**EXERCICES À RÉALISER:**
1. Répondez aux questions suivantes à partir du texte sur les tables de l'ESS :
(a) À quelle date l'accident mentionné est-il survenu ?
(b) Quelle table s'applique généralement ?
(c) Quel type de travail le médecin-expert a-t-il évoqué, plutôt qu'un travail exclusivement de bureau ?
2. Rédigez la suite du texte sur les tables de l'ESS à partir de sa dernière phrase.

**TEXTE EXTRAIT:**
La correcte application des tables de l’ESS, notamment le choix de la table et du niveau de compétence applicable, est une question de droit que le Tribunal fédéral revoit librement (ATF 143 V 295 consid. 2.4; 132 V 393 consid. 3.3).

 

Le rapport complémentaire du médecin-expert est le seul avis médical décrivant les limitations fonctionnelles de l’assuré en tenant compte de la seule affection de ce dernier en lien de causalité avec l’accident du 20.02.2011. Il convient donc de se fonder exclusivement sur ledit rapport pour déterminer les limitations fonctionnelles de l’assuré, sans prendre en considération les autres avis médicaux au dossier, en particulier ceux des médecins traitants. A cet égard, c’est à tort que les juges cantonaux ont retenu que l’activité adaptée à prendre en considération devait être exempte de vibrations et de port de charges de plus de trois kilos, et que l’assuré avait des difficultés à exercer une activité devant un écran. Le rapport complémentaire de l’expert fait toutefois effectivement état d’une activité sans exigence de rendement physique excluant le port de charges (sans précision quant à un poids maximal), les positions de porte-à-faux cervical, les longues stations prolongées dans la même position, ainsi que les interactions physiques avec des adolescents. Une activité dans laquelle l’assuré peut organiser son travail et sa position de travail, dans un travail principalement administratif ou organisationnel soustrait au stress de la gestion d’adolescents, est en outre préconisée.

Au vu de ces limitations fonctionnelles, on ne voit pas que les activités citées sous la rubrique 4 de la table T17 (employé[e]s de bureau; employé[e]s de réception, guichetiers et assimilés; employé[e]s des services comptables et d’approvisionnement; autres employé[e]s de type administratif) seraient particulièrement adaptées à la situation de l’assuré au point de justifier de faire exception à l’usage de la table TA1, qui s’applique généralement. On notera que certaines des activités en question sont difficilement compatibles avec une organisation libre du travail et de la position de travail et qu’elles consistent toutes en des emplois de bureau s’exerçant en position essentiellement statique, quand bien même des alternances entre position assise et debout sont envisageables. Par ailleurs, le médecin-expert n’a pas évoqué un travail exclusivement de bureau, mais de type administratif ou organisationnel. C’est donc à bon droit que les juges cantonaux ont fait application de la table TA1 et non de la table T17.

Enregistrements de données
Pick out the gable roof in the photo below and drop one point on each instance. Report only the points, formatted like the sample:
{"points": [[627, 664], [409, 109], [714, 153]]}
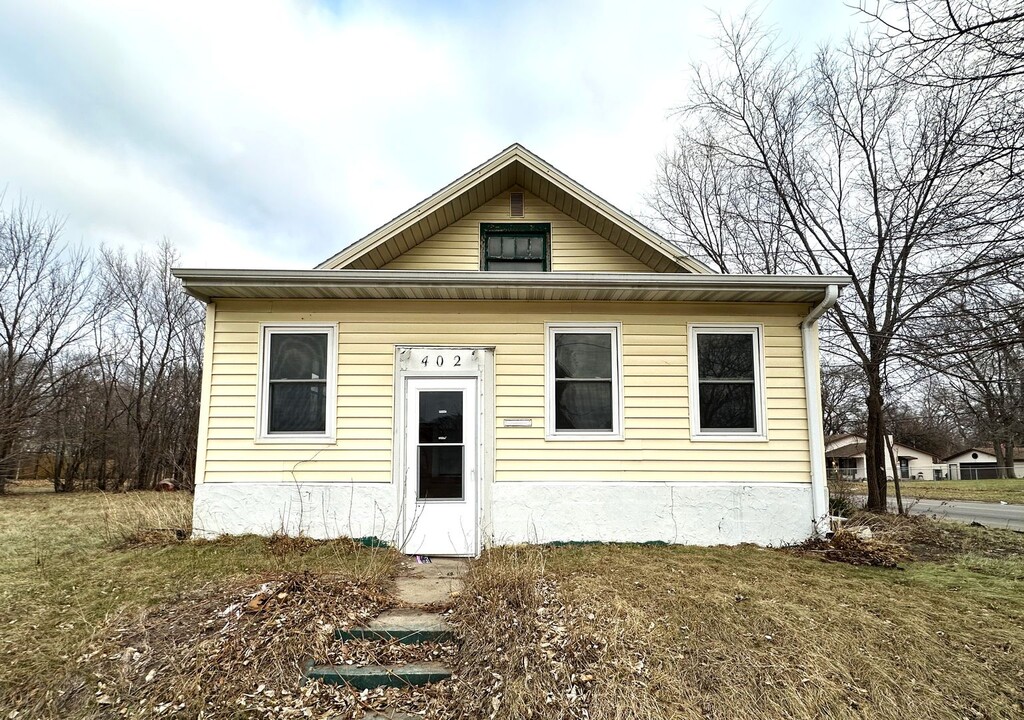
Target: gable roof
{"points": [[515, 166], [987, 450], [862, 446]]}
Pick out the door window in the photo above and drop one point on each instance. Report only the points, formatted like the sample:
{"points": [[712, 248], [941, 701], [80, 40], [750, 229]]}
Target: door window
{"points": [[440, 449]]}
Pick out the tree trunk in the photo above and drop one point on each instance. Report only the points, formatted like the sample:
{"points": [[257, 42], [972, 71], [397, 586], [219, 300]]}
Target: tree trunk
{"points": [[875, 452], [896, 477]]}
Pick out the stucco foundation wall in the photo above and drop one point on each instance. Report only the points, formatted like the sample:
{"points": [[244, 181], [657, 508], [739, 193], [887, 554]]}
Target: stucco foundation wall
{"points": [[313, 509], [691, 513]]}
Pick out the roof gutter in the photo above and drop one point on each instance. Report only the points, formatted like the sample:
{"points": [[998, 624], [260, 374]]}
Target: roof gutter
{"points": [[815, 422], [192, 279]]}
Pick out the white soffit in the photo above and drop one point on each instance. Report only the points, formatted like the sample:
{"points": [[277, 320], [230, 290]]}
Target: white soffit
{"points": [[468, 285]]}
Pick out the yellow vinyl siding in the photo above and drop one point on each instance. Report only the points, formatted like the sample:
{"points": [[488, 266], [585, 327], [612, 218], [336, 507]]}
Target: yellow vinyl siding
{"points": [[574, 248], [656, 445]]}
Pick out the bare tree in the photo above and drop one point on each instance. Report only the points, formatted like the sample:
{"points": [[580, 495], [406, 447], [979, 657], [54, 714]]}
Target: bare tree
{"points": [[157, 370], [841, 399], [981, 355], [865, 173], [46, 307], [936, 36]]}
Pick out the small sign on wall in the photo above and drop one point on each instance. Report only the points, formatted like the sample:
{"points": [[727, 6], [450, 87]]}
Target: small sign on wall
{"points": [[439, 360]]}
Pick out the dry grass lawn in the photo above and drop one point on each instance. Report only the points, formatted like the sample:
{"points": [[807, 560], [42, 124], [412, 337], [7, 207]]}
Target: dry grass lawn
{"points": [[102, 617], [76, 567], [634, 632], [1007, 491]]}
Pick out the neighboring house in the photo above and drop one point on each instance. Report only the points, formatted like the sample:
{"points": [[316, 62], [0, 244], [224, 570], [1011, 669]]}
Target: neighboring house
{"points": [[980, 464], [846, 457], [513, 360]]}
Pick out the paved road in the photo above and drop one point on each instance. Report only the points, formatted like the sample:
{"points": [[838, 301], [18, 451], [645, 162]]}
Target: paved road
{"points": [[988, 514]]}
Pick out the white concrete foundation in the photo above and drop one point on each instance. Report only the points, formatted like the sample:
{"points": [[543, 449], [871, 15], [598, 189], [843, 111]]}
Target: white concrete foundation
{"points": [[690, 513], [706, 513]]}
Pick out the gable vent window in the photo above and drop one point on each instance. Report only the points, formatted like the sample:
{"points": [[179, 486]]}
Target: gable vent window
{"points": [[515, 247], [517, 205]]}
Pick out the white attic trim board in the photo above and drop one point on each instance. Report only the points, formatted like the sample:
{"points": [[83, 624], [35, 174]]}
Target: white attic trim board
{"points": [[514, 155]]}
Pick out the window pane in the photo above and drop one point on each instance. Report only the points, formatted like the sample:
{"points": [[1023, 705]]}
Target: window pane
{"points": [[583, 405], [725, 356], [516, 265], [298, 356], [494, 246], [508, 247], [727, 406], [440, 416], [298, 407], [440, 472], [583, 355]]}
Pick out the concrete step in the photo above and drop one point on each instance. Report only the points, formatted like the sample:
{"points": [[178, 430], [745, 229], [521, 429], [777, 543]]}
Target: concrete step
{"points": [[371, 676], [407, 626]]}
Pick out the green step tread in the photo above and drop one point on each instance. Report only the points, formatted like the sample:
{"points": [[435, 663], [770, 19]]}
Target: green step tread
{"points": [[371, 676], [399, 635]]}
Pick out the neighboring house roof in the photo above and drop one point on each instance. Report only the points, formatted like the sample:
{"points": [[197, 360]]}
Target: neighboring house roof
{"points": [[862, 445], [515, 166], [1018, 453], [849, 451]]}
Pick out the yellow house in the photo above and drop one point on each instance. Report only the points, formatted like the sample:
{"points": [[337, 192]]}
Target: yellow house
{"points": [[513, 360]]}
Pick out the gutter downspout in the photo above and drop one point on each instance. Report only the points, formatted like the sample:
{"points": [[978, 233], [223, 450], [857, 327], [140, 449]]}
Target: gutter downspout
{"points": [[815, 422]]}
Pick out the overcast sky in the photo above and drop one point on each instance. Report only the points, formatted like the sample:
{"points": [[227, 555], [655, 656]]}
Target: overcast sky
{"points": [[273, 133]]}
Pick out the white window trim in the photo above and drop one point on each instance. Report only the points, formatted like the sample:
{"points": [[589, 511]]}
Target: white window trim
{"points": [[760, 407], [262, 394], [613, 329]]}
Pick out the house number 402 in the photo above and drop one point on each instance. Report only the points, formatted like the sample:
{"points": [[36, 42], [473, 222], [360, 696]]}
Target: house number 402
{"points": [[438, 361]]}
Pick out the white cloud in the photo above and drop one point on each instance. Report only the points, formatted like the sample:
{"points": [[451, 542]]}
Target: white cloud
{"points": [[274, 133]]}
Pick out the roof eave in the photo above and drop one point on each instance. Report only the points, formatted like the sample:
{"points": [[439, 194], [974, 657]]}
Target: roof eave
{"points": [[204, 284]]}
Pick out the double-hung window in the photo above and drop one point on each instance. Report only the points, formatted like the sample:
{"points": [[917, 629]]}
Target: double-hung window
{"points": [[726, 382], [584, 373], [298, 382], [515, 247]]}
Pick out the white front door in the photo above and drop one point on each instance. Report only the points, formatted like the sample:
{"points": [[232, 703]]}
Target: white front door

**RÉSULTATS OBTENUS:**
1.
(a) Le 20.02.2011.
(b) La table TA1.
(c) Un travail de type administratif ou organisationnel.

2.
 

Ligne « Total » vs secteur « Services »

La cour cantonale n’a pas expliqué et on ne voit pas en quoi les activités décrites au secteur 3 (« services ») de la table TA1 permettraient à l’assuré – par opposition aux activités du secteur 2 (« production ») – de mettre au mieux sa capacité de travail résiduelle à profit compte tenu de ses limitations fonctionnelles. Bien au contraire, les fonctions du secteur 3 comprennent notamment des activités administratives et de bureau impliquant des positions statiques de longue durée, lesquelles sont déconseillées par le médecin-expert. Dans ces conditions, la juridiction cantonale n’était pas fondée à faire application de la table TA1 « services », laquelle est vouée à s’appliquer en lieu et place de la table TA1 « total » uniquement lorsque la situation concrète de l’assuré l’exige.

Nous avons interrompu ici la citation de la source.